In the data below, rewrite only the part that opens with the line containing "the mountain ridge." and closes with the line containing "<point>136,92</point>", putting "crest" in place of "ridge" and leaving the rest unchanged.

> [Records to process]:
-.-.-

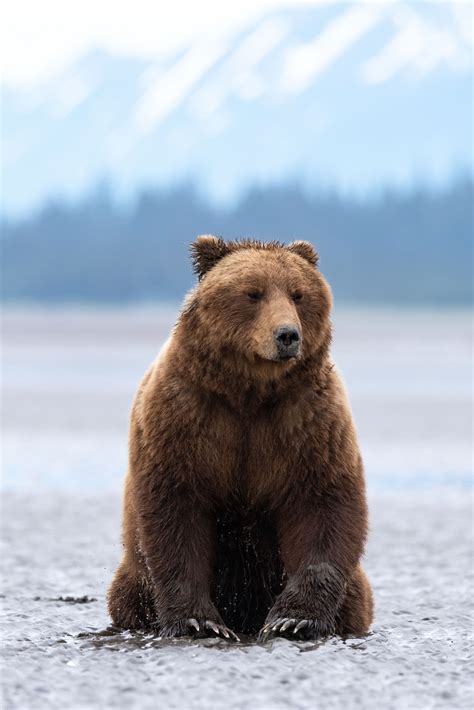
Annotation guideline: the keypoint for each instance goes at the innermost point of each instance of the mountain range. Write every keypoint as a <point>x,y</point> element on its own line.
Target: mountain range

-.-.-

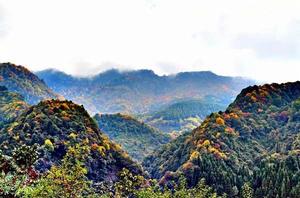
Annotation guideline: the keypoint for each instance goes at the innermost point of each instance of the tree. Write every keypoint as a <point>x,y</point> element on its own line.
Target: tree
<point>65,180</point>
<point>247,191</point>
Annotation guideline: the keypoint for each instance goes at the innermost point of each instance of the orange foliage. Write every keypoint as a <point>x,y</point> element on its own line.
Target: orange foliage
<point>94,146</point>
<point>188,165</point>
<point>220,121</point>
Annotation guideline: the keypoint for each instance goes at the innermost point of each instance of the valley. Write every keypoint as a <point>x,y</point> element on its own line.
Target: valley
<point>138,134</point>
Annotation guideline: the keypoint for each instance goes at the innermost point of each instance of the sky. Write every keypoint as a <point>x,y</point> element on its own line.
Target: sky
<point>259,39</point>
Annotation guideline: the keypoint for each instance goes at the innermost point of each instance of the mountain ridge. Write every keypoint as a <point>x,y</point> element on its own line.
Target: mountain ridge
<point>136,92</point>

-.-.-

> [Response to the exercise]:
Annotation guideline: the keypoint for each instance goes at the innermost point of each instance of the mountain crest. Write every keypoint as a <point>x,y</point> element on its own line.
Target: mountain crest
<point>136,92</point>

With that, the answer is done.